Aim of the exercise =>
In this exercise, reproduce all the entries that follow exactly.

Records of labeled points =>
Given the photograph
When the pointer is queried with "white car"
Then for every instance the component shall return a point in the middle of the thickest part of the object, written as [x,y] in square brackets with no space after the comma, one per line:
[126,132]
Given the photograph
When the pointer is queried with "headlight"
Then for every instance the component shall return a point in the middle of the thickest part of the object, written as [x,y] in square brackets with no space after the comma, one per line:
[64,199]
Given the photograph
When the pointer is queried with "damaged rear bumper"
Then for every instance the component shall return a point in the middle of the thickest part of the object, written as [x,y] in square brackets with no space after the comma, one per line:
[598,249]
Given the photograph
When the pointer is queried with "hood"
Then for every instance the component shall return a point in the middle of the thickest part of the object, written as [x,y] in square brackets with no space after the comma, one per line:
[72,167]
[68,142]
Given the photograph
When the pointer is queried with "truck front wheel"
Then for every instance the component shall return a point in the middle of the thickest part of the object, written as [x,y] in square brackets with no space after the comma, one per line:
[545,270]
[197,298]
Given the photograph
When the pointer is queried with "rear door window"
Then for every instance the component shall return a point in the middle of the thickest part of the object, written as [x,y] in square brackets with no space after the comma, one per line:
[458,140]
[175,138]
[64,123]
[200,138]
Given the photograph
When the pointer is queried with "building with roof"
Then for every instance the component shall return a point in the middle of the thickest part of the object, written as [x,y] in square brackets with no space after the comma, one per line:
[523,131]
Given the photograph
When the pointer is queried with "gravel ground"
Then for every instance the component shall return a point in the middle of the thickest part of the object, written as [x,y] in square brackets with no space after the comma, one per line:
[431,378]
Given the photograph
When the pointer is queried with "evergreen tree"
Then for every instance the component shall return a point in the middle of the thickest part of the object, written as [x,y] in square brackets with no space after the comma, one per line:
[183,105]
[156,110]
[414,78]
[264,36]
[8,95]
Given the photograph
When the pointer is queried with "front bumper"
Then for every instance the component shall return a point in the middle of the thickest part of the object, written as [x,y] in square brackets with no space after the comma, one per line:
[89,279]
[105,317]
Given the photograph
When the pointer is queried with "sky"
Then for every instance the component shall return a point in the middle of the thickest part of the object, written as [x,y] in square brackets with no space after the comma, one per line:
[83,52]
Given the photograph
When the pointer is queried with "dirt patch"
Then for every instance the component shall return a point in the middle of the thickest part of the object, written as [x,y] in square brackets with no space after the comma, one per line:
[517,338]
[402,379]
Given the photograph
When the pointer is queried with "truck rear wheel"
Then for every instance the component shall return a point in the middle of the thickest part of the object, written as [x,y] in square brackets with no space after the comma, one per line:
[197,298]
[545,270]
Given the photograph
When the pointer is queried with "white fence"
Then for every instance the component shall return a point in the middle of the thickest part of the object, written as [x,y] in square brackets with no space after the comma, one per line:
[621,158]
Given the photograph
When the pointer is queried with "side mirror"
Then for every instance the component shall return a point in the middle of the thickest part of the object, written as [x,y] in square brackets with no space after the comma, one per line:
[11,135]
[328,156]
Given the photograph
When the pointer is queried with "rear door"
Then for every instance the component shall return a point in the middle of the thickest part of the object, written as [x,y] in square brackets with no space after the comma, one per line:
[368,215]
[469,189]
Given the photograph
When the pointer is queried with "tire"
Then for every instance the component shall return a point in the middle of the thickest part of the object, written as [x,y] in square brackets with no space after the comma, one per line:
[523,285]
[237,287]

Solution =>
Given the photograph
When the pointer is queried with "white car"
Then for every instance the component shall return a point in the middle of the thickest part of the object, written as [x,y] in square brackets with no space after the comma, one per line:
[126,132]
Given the photograph
When the pointer is queried with "headlight"
Then for every instance the component shall return a point in the middle of the thickest part of the object, written as [x,y] in square brackets with no space after the comma, one per line:
[64,199]
Given the photograph
When the pointer is queried with "damaged rear bumper"
Then for every instance the component shall return a point in the middle of the thickest part of the object, written as [x,y] in square brackets with no space after the comma, one per line:
[598,249]
Given the photograph
When the pointer is queried with "hood"
Then for every instance the component shall return a point in the middle of the thickest part of the object, written as [x,y] in square brackets with no space after the comma, one per line:
[72,167]
[68,142]
Given the photograph
When the pointer is queried with "truck front wheel"
Then for every instance the component shall return a point in the middle of the thickest part of the object, written as [x,y] in square brackets with no space after the comma, one per line:
[545,270]
[197,298]
Given the photograph
When the pointer is queried with "rear door window"
Then for every instance the component shall return a point in the middle of the thickest part of the object, written as [x,y] in square brackets with no space after the comma, one per line:
[458,140]
[175,138]
[64,123]
[200,138]
Given the photograph
When the pointer is queried with "building with roof"
Then for every instance the component shall return a point in the middle of the thickest part of the object, written as [x,y] in square brackets with no space after the comma, one per line:
[523,131]
Given the photograph
When the pointer is queried with "gravel ground"
Then for every instance the component shall return a point in the middle of the thickest part of the object, written as [x,y] in square brackets with no space after the comma, one per line:
[431,378]
Given the photograph
When the pointer is queried with "evergreen tree"
Then for every instance the component shall return a point in the middle of the thickest part of the object, written as [x,y] in square brackets with no space after the comma, one per line:
[183,105]
[156,110]
[414,78]
[264,36]
[8,95]
Given the photograph
When the pointer is queried with "front bumper"
Then for every instance the component shall return a point in the middle of the thickest part of the object, written as [x,y] in square brackets with no space after the comma, one per line:
[89,279]
[105,317]
Given the photograph
When the pointer is queried with "sky"
Then for every instance the component shall return a point in the middle of the thickest part of the object, written as [x,y] in square brackets with no space after the comma, one per line:
[83,52]
Given the photograph
When the pointer is queried with "dirt patch"
Then for every instance the component shall return a point in the middle of the thickest part of the object, written as [x,y] in square brackets with no space after the comma, one per line:
[517,338]
[402,379]
Given the photograph
When the pointer is queried with "truck rear wheel"
Then for every instance the component shall return a point in the middle of the thickest part of the object, written as [x,y] in square brackets with no space after the comma, one per line:
[197,298]
[545,270]
Given the photograph
When the pointer is queried with "white fence"
Then for every instance the component shall return a point in the middle of the thickest part of the object, written as [x,y] in square brackets with no space after the comma, one per line:
[621,158]
Given the photograph
When the pointer is queried with "side mirror"
Then for every instance the component shall return a point in the middle of the thickest part of the object, written as [x,y] in square brackets with no space after the comma, one per line:
[11,135]
[328,156]
Given the photograph
When the pointer is queried with "rear door"
Then for every instance the component shall return a point in the middle of the thickest part of the object, written as [x,y] in square brackets with no space after the comma, one per line:
[368,215]
[469,189]
Given the photograph
When the pointer is queried with "tire"
Then for every instance the component shall return a point in the middle of the thickest part of the object, written as [x,y] in square brackets with no space after the comma, one per line:
[523,285]
[237,287]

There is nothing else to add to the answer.